Text:
····················

The U.S. Navy has shifted Boeing’s Orca-based Extra Large Unmanned Underwater Vehicle from experimental development to planned fleet acquisition under its May 2026 shipbuilding plan, signaling that autonomous undersea systems are becoming operational assets rather than niche test platforms. The program, which includes funding for two XLUUVs in FY2027 and 16 vehicles through FY2031, gives the Navy a pier-launched platform for covert payload delivery, seabed surveillance, mine warfare, and future strike support in contested waters.
The Navy allocates $135.8 million for XLUUV procurement in FY2027 and $1.13 billion across the Future Years Defense Program, placing the system alongside major unmanned maritime investments tied to future sea-control operations. By funding XLUUVs together with 47 Medium Unmanned Surface Vessels, the Navy is accelerating a broader shift toward distributed autonomous warfare designed to extend undersea reach, reduce risk to crewed platforms, and strengthen survivability against peer naval threats.
Related topic: US Navy receives first Australian Speartooth LUUV drone for autonomous underwater strikes.
The U.S. Navy's FY2027 shipbuilding plan funds two Orca XLUUVs and 16 vehicles through FY2031, advancing autonomous undersea systems for covert, surveillance, mine warfare, seabed operations, and distributed payload delivery in contested maritime areas (Picture source: Boeing).
Orca is not a small expendable drone and should not be treated as one. Boeing describes the XLUUV as a 51-foot autonomous underwater vehicle with hybrid propulsion using batteries and marine diesel generators, up to 6,500 nautical miles of range, and a 34-foot modular payload section with structural mounts, power, and data interfaces for mission equipment. The payload bay is rated by Boeing at up to 8 tons dry, enough volume for seabed sensors, smaller unmanned underwater vehicles, mine warfare payloads, communications modules, or other classified packages. The vehicle uses inertial navigation supported by Doppler velocity logs and depth sensors, a necessary arrangement because GPS is not available underwater and acoustic communications are slow, detectable, and range-limited.

····················

Stored data entries:
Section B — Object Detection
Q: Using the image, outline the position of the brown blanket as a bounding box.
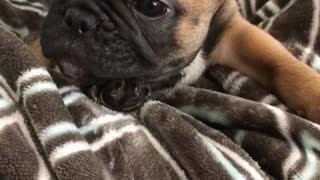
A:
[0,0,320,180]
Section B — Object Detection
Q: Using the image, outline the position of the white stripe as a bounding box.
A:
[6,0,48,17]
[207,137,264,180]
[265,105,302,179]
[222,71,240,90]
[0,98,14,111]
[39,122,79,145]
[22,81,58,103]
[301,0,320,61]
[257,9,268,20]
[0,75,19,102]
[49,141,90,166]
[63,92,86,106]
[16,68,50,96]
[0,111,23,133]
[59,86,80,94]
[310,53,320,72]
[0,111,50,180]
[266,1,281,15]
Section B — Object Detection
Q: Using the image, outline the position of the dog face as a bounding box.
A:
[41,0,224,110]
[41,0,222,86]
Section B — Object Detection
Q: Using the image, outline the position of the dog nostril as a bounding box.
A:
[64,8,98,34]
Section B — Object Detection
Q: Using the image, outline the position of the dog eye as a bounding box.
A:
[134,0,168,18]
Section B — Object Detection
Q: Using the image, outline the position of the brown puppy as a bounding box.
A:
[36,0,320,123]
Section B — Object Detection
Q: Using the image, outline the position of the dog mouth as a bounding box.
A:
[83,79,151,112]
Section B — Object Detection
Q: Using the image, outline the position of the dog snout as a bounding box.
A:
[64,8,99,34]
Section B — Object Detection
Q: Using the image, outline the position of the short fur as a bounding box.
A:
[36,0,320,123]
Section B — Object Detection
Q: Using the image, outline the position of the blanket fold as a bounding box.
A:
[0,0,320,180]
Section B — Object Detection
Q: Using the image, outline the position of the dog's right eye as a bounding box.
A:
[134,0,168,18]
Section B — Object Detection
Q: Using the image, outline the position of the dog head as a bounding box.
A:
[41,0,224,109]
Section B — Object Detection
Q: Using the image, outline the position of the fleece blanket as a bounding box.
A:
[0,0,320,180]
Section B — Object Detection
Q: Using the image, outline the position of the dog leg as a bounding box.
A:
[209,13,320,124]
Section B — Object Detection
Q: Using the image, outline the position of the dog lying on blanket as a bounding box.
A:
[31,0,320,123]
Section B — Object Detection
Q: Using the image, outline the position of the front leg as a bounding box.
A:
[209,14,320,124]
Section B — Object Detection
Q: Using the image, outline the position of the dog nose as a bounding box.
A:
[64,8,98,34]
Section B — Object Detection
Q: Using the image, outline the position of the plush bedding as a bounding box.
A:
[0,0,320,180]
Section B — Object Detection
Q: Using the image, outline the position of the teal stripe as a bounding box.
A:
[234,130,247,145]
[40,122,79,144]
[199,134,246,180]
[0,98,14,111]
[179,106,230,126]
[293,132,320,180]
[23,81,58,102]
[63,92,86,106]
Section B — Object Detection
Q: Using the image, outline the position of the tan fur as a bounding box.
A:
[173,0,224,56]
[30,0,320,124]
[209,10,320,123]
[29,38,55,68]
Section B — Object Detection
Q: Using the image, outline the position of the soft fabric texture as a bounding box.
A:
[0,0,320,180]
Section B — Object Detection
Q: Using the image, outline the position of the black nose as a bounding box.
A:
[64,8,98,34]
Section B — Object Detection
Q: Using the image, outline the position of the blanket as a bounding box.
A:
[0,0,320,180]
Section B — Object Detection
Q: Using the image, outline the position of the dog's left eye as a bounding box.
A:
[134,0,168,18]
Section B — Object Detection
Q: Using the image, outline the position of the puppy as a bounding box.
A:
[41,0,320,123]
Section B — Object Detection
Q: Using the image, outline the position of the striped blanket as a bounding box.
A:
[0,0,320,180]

····················

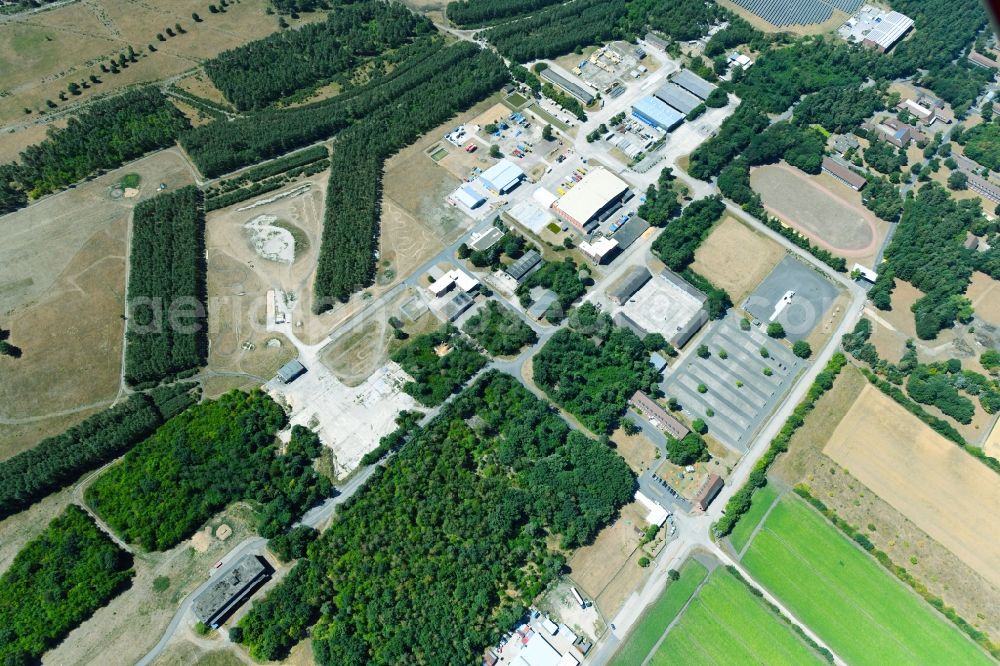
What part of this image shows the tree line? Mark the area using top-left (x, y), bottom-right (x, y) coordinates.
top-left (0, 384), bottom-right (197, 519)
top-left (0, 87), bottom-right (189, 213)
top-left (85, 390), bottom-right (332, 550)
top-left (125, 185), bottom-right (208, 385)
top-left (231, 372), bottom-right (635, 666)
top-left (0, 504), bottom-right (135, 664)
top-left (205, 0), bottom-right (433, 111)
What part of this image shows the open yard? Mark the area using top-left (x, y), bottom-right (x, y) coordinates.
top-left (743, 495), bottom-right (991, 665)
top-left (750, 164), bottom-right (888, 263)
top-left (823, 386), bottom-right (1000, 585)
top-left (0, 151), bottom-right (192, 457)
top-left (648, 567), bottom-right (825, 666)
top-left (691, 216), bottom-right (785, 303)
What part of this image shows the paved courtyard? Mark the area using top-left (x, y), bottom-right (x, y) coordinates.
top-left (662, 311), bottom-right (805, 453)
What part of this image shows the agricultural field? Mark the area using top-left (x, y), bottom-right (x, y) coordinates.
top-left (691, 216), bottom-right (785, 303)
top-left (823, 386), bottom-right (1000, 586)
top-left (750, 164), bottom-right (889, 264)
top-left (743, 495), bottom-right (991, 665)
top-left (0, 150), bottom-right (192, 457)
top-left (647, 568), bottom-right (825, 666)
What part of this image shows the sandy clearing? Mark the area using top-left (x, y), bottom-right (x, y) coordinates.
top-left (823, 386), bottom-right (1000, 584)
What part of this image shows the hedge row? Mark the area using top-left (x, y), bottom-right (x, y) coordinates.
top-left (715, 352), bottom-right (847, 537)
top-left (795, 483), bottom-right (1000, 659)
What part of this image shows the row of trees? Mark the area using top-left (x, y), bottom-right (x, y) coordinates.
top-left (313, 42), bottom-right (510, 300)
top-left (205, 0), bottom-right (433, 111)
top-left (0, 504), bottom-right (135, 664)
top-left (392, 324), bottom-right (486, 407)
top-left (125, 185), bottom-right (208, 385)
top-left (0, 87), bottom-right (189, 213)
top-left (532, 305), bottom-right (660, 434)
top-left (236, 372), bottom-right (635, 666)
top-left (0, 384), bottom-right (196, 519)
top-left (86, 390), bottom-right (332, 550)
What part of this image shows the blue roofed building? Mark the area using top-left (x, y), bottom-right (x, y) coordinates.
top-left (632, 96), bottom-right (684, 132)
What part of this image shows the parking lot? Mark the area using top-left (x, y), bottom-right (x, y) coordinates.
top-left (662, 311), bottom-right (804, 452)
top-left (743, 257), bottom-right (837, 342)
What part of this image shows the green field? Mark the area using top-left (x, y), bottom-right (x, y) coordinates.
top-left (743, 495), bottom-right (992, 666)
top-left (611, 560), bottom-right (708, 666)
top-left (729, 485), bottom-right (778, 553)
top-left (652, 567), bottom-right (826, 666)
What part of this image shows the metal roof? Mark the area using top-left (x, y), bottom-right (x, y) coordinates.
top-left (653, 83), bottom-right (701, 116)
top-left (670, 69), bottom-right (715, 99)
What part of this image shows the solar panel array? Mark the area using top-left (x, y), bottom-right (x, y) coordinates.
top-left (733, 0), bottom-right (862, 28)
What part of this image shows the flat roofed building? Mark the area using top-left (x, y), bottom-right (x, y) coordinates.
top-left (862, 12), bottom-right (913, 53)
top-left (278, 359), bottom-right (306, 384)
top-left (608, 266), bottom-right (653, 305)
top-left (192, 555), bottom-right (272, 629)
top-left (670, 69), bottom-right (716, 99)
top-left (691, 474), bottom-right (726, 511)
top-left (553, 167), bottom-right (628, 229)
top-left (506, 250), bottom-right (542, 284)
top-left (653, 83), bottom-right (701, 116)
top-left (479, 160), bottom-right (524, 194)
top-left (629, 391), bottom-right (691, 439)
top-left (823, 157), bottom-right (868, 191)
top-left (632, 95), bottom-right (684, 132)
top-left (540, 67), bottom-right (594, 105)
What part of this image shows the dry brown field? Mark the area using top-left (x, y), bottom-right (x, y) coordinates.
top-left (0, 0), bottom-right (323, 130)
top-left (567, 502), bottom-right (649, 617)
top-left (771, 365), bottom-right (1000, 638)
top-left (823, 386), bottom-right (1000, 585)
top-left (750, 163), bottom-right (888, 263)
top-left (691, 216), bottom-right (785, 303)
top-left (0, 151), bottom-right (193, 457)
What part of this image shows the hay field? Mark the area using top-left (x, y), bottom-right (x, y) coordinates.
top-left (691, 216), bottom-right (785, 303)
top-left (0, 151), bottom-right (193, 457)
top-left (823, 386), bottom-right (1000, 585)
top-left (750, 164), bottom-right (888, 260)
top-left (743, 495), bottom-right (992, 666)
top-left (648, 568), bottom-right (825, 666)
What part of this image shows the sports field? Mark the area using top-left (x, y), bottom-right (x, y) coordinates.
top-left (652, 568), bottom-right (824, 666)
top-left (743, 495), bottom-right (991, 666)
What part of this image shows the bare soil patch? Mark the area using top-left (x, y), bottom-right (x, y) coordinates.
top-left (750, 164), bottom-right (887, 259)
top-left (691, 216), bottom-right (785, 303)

····················

Stated task: Please copy verbatim the stretch of the Orca XLUUV text from "The U.S. Navy has" through "in contested waters.".

Response:
The U.S. Navy has shifted Boeing’s Orca-based Extra Large Unmanned Underwater Vehicle from experimental development to planned fleet acquisition under its May 2026 shipbuilding plan, signaling that autonomous undersea systems are becoming operational assets rather than niche test platforms. The program, which includes funding for two XLUUVs in FY2027 and 16 vehicles through FY2031, gives the Navy a pier-launched platform for covert payload delivery, seabed surveillance, mine warfare, and future strike support in contested waters.